[Records from a data source]
━━━━━━━━━━
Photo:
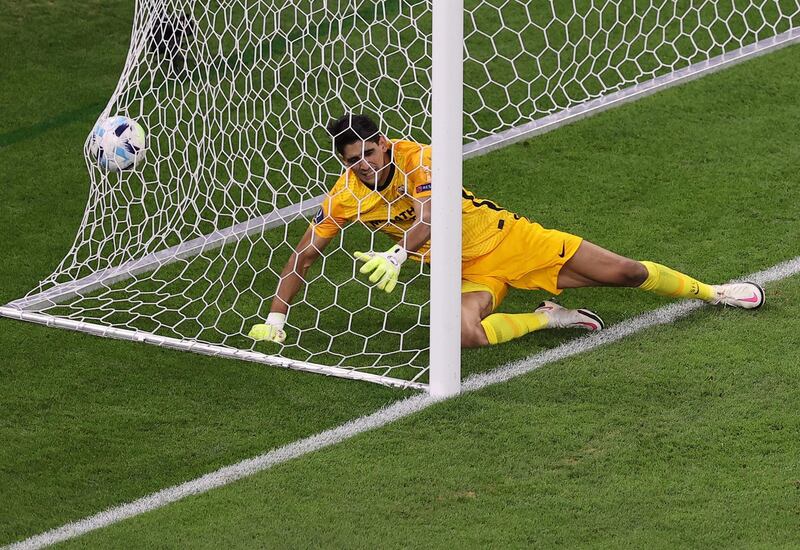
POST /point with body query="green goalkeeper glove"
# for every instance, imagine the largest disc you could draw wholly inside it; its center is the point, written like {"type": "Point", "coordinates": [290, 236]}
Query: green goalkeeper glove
{"type": "Point", "coordinates": [384, 266]}
{"type": "Point", "coordinates": [271, 330]}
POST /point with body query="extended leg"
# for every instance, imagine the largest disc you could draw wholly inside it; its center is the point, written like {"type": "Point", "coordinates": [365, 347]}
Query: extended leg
{"type": "Point", "coordinates": [595, 266]}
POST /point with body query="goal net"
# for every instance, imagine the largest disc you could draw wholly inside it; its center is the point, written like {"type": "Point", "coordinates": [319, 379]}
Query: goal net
{"type": "Point", "coordinates": [186, 250]}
━━━━━━━━━━
**Problem**. Only the text of the records belongs in the answer; reproduce it verbatim, with no pictures.

**Completed exercise**.
Photo:
POST /point with body query="green goalkeeper glove"
# for every instance, imagine the largest disc you could draw wholly inside it; its center is the point, written like {"type": "Point", "coordinates": [290, 236]}
Query: green goalkeeper glove
{"type": "Point", "coordinates": [384, 266]}
{"type": "Point", "coordinates": [271, 330]}
POST /point with body query="extended leg"
# for every instance, imagine the largest disc you could draw wholly inside it; its center is the point, written like {"type": "Point", "coordinates": [365, 347]}
Query: extended leg
{"type": "Point", "coordinates": [595, 266]}
POST /point with body query="goal net"
# for every instance, imagine the largest disc you could draw wholly inside it; its center is the point, written like {"type": "Point", "coordinates": [319, 379]}
Query: goal net
{"type": "Point", "coordinates": [186, 250]}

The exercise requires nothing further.